Image point grounding data
------------------------------------------------------------

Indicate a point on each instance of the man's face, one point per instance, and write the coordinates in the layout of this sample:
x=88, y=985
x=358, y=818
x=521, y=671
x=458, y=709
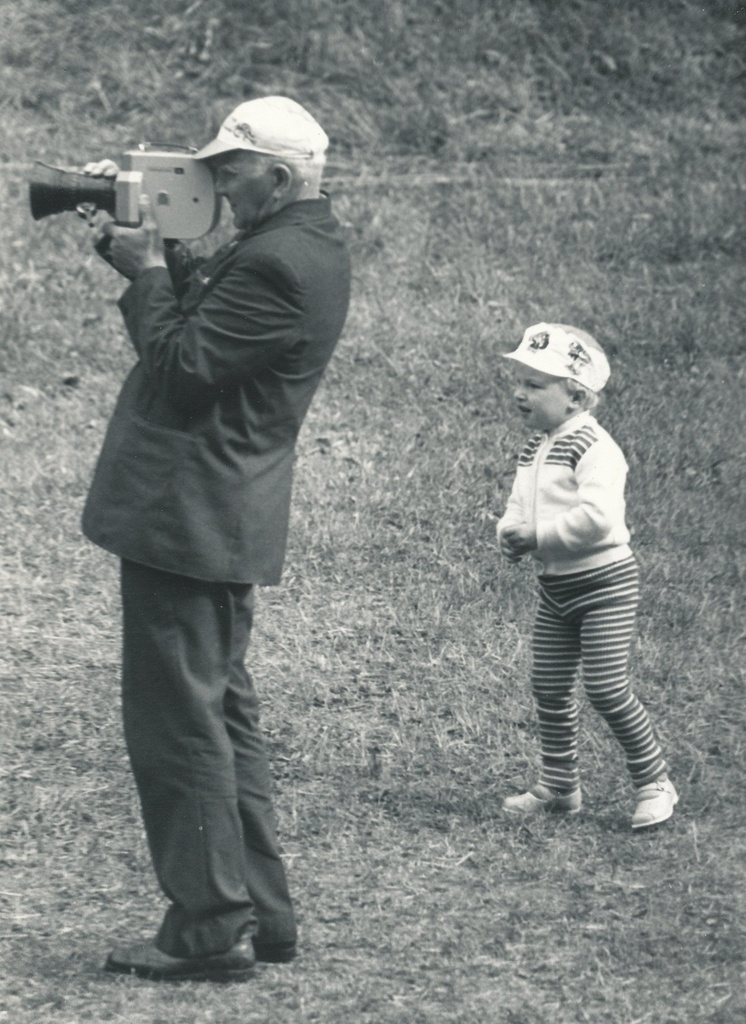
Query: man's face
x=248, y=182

------------------------------------------------------------

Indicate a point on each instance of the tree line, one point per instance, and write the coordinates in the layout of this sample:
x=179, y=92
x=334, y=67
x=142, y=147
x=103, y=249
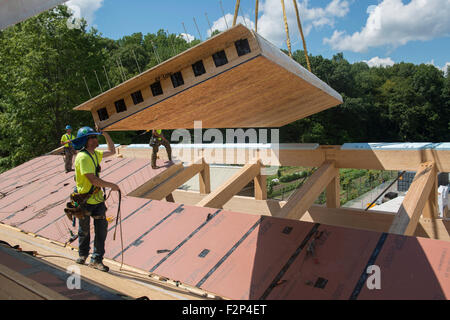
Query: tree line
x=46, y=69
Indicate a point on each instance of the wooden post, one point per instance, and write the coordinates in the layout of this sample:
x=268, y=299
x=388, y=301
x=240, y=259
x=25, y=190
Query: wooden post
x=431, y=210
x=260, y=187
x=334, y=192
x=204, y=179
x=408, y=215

------------------------------------------------------------

## [TASK TO COMPLETE]
Every line in the data above that contains the word "coordinates" should be copied.

## [YOUR RESPONSE]
Indicate a point on each instance of the man's face, one point per instance, and write the coordinates in the layout of this sample:
Indicate a point on each instance of the tree line, one point per instance, and write the coordinates in the layout of this sample:
Indicate a point on each instance of the wooden post, one point per instance, and write the coordinates in the layout of this sample:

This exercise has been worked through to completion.